- _Set problem_:
Render every line of the material below as a Markdown table with the columns "Row" and "Line," numbering the rows and skipping any blank lines. Leave the pictures out of your answer.
— START OF Supplied entries —
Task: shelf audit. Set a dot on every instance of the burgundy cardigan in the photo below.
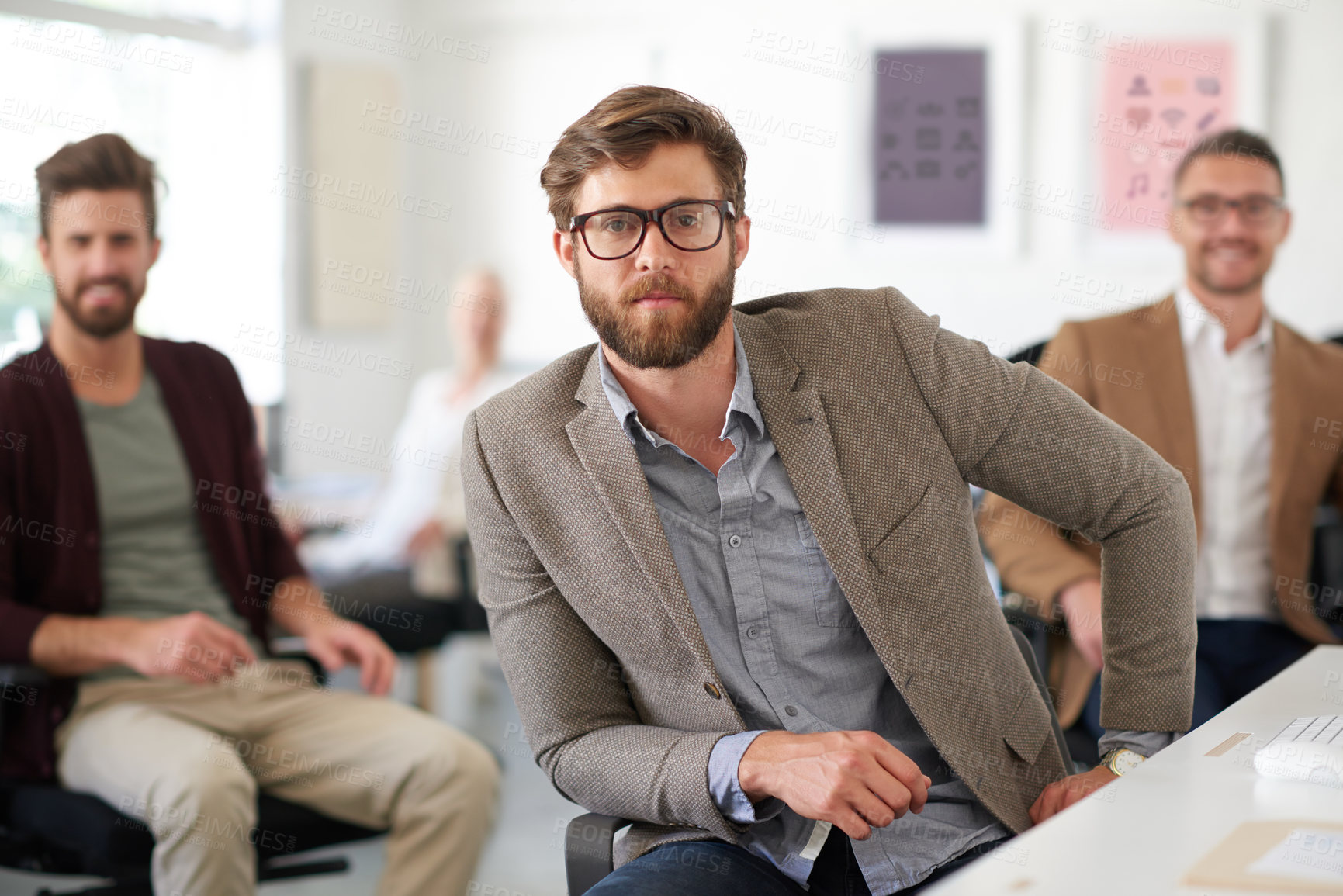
(49, 516)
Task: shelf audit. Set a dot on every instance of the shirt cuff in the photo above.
(1144, 743)
(727, 790)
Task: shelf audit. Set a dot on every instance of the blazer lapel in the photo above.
(618, 479)
(1289, 415)
(795, 420)
(1162, 354)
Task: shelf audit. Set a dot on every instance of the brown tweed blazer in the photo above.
(1131, 368)
(880, 418)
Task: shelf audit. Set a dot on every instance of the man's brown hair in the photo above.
(1238, 144)
(626, 128)
(102, 161)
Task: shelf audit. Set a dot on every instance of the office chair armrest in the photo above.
(18, 675)
(589, 850)
(290, 648)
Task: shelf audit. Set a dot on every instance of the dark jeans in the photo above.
(715, 868)
(1234, 656)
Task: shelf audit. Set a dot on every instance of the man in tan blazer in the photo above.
(1245, 407)
(729, 562)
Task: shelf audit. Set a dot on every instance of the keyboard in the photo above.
(1310, 749)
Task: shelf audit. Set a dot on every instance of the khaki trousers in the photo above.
(189, 760)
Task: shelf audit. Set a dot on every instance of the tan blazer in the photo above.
(1131, 368)
(880, 418)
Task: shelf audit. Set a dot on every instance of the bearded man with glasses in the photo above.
(1240, 403)
(729, 562)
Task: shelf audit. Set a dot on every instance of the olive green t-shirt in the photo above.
(154, 560)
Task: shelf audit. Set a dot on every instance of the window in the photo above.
(207, 109)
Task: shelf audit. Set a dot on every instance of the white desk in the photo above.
(1138, 835)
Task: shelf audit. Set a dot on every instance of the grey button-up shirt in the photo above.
(787, 645)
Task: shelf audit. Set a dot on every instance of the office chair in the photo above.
(47, 829)
(589, 839)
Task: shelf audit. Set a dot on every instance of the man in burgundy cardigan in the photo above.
(141, 567)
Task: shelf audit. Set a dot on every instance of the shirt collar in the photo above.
(1197, 323)
(743, 396)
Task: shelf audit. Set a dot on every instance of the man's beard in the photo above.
(101, 323)
(654, 339)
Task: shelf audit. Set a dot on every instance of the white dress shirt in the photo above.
(424, 484)
(1232, 398)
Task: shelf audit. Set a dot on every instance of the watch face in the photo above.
(1124, 760)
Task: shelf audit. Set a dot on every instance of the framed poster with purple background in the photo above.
(929, 155)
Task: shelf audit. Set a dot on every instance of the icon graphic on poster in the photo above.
(928, 140)
(927, 163)
(927, 168)
(964, 141)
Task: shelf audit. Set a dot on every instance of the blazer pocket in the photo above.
(902, 541)
(1028, 727)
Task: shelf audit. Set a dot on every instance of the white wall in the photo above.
(549, 64)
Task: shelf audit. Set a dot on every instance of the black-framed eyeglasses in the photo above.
(1258, 209)
(691, 225)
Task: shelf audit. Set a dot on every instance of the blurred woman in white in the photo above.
(409, 559)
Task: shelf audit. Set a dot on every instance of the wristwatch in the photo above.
(1122, 760)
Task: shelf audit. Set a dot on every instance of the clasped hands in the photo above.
(857, 780)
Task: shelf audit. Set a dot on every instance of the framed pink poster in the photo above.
(1158, 99)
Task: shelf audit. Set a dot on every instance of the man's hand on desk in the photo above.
(854, 780)
(1064, 793)
(1082, 611)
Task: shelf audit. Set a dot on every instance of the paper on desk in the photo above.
(1306, 853)
(1289, 855)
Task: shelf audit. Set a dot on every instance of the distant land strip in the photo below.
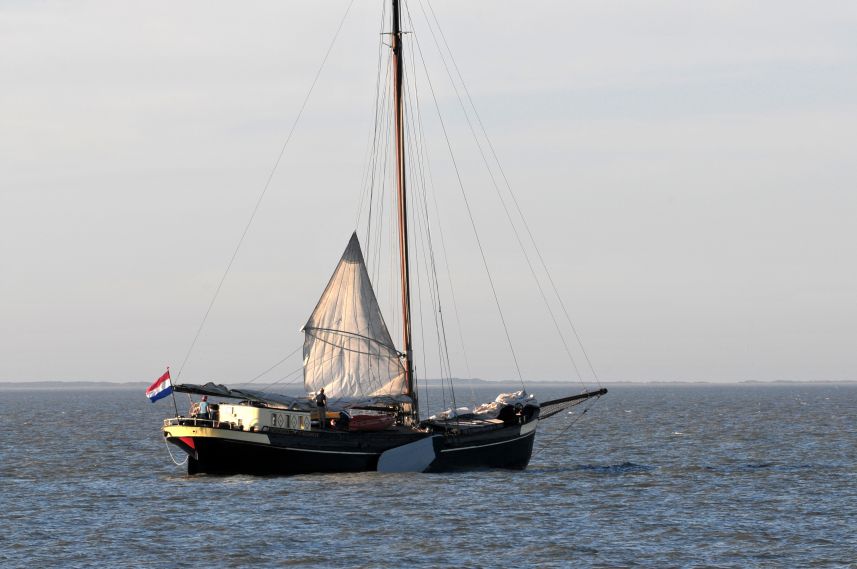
(83, 385)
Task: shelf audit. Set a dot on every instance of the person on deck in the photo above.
(321, 403)
(203, 408)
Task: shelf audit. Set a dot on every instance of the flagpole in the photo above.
(173, 394)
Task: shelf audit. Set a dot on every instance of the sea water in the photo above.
(650, 476)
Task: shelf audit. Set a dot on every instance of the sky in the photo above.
(687, 169)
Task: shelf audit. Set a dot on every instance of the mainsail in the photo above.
(348, 350)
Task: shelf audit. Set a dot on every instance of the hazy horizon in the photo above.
(687, 170)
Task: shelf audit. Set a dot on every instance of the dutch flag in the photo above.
(161, 388)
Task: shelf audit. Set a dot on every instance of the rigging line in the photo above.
(425, 244)
(567, 427)
(503, 203)
(425, 159)
(514, 198)
(417, 156)
(276, 364)
(265, 188)
(470, 216)
(369, 177)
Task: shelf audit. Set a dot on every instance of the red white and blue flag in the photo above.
(161, 388)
— END OF Supplied entries —
- _Answer to the task_:
| Row | Line |
|---|---|
| 1 | Task: shelf audit. Set a dot on every instance of the burgundy cardigan in the photo below. |
| 2 | (49, 516) |
| 3 | Task: shelf audit. Set a dot on every instance of the shirt cuff in the photo above. |
| 4 | (1144, 743) |
| 5 | (727, 790) |
| 6 | Task: shelf audit. Set a dot on every instance of the blazer lapel in the photo above. |
| 7 | (618, 479) |
| 8 | (1289, 415) |
| 9 | (795, 420) |
| 10 | (1162, 354) |
| 11 | Task: shelf audit. Set a dot on every instance of the brown tweed blazer in the photo above. |
| 12 | (1131, 368) |
| 13 | (880, 418) |
| 14 | Task: shelf audit. Set a dot on every instance of the man's brown hair in the photo above. |
| 15 | (1238, 144) |
| 16 | (626, 128) |
| 17 | (102, 161) |
| 18 | Task: shelf audit. Set a dot on every instance of the office chair armrest in the photo above. |
| 19 | (18, 675) |
| 20 | (589, 850) |
| 21 | (290, 648) |
| 22 | Task: shelf audit. Set a dot on every instance of the dark jeans in the photo above. |
| 23 | (715, 868) |
| 24 | (1234, 656) |
| 25 | Task: shelf audit. Set a dot on every instance of the man in tan blazer in the photo above. |
| 26 | (1245, 407) |
| 27 | (729, 562) |
| 28 | Task: shelf audit. Set a dot on every instance of the keyboard in the photo above. |
| 29 | (1310, 749) |
| 30 | Task: shelf audit. Set a dot on every instance of the khaki trousers in the photo above. |
| 31 | (189, 760) |
| 32 | Task: shelf audit. Set a dot on every instance of the tan blazer in the photo above. |
| 33 | (1131, 368) |
| 34 | (880, 418) |
| 35 | Task: shelf audit. Set a dot on every instance of the bearded man with glasses in the photo above. |
| 36 | (1240, 403) |
| 37 | (729, 562) |
| 38 | Task: shelf audit. Set a dot on every instance of the olive green t-shirt in the photo above. |
| 39 | (154, 560) |
| 40 | Task: shelf audit. Set a dot on every instance of the window in the photo above. |
| 41 | (207, 109) |
| 42 | Task: shelf audit. Set a dot on every instance of the white desk in the photo above. |
| 43 | (1138, 835) |
| 44 | Task: shelf audit. Set a dot on every instance of the grey button-up shirt in the photo above. |
| 45 | (787, 645) |
| 46 | Task: shelf audit. Set a dot on every instance of the office chair in the photo above. |
| 47 | (47, 829) |
| 48 | (589, 839) |
| 49 | Task: shelf audit. Set a dot on every instance of the man in burgundy cardigan in the photo above. |
| 50 | (141, 567) |
| 51 | Task: shelf audit. Set a dot on every instance of the shirt collar in the photo above. |
| 52 | (1197, 323) |
| 53 | (743, 396) |
| 54 | Task: shelf audit. Set a dot on every instance of the man's beard in the photo above. |
| 55 | (101, 323) |
| 56 | (654, 339) |
| 57 | Task: shelf audit. Set a dot on every instance of the white dress shirt in the photo above. |
| 58 | (424, 484) |
| 59 | (1232, 398) |
| 60 | Task: shelf audit. Set a dot on every instance of the watch face in the photo above. |
| 61 | (1124, 760) |
| 62 | Task: shelf audit. Set a dot on every instance of the framed poster with purple background in the photo above. |
| 63 | (929, 155) |
| 64 | Task: shelf audit. Set a dot on every instance of the icon graphic on poster in the photo above. |
| 65 | (928, 140) |
| 66 | (927, 163) |
| 67 | (927, 168) |
| 68 | (964, 141) |
| 69 | Task: shelf audit. Set a dot on every instance of the blazer pocket in the photo above. |
| 70 | (902, 541) |
| 71 | (1028, 727) |
| 72 | Task: shelf audit. Set a dot on every instance of the white wall in the photo above. |
| 73 | (549, 64) |
| 74 | Task: shelf audit. Set a dot on every instance of the black-framed eyeglasses in the photo above. |
| 75 | (1258, 209) |
| 76 | (691, 225) |
| 77 | Task: shelf audit. Set a dot on every instance of the blurred woman in white in the photo above. |
| 78 | (409, 559) |
| 79 | Task: shelf audit. Set a dot on every instance of the wristwatch in the photo above. |
| 80 | (1122, 760) |
| 81 | Task: shelf audit. Set a dot on every instance of the clasped hands in the photo above. |
| 82 | (857, 780) |
| 83 | Task: shelf audit. Set a dot on every instance of the framed pink poster in the photo above. |
| 84 | (1158, 99) |
| 85 | Task: shelf audit. Set a dot on every instance of the man's hand on desk in the photo above. |
| 86 | (854, 780) |
| 87 | (1064, 793) |
| 88 | (1082, 611) |
| 89 | Task: shelf audit. Set a dot on every instance of the paper on desk in the photo above. |
| 90 | (1306, 853) |
| 91 | (1289, 855) |
| 92 | Task: shelf audit. Set a dot on every instance of the distant land strip in the photo below. |
| 93 | (83, 385) |
| 94 | Task: shelf audit. Set a dot on every instance of the person on deck in the photo above. |
| 95 | (321, 403) |
| 96 | (203, 408) |
| 97 | Task: shelf audit. Set a dot on every instance of the flagpole in the photo above. |
| 98 | (173, 394) |
| 99 | Task: shelf audit. Set a dot on every instance of the sea water in the photo above. |
| 100 | (650, 476) |
| 101 | Task: shelf audit. Set a dot on every instance of the sky in the photo above. |
| 102 | (687, 169) |
| 103 | Task: shelf audit. Set a dot on every instance of the mainsail in the photo above. |
| 104 | (348, 350) |
| 105 | Task: shelf audit. Set a dot on every instance of the hazy horizon in the photo above. |
| 106 | (687, 170) |
| 107 | Task: shelf audit. Set a dot on every instance of the dutch flag in the photo above. |
| 108 | (161, 388) |
| 109 | Task: shelf audit. Set a dot on every instance of the rigging line in the photo above. |
| 110 | (425, 244) |
| 111 | (567, 427) |
| 112 | (503, 203) |
| 113 | (425, 159) |
| 114 | (514, 198) |
| 115 | (417, 156) |
| 116 | (276, 364) |
| 117 | (265, 188) |
| 118 | (470, 216) |
| 119 | (369, 177) |
| 120 | Task: shelf audit. Set a dot on every instance of the red white and blue flag in the photo above. |
| 121 | (161, 388) |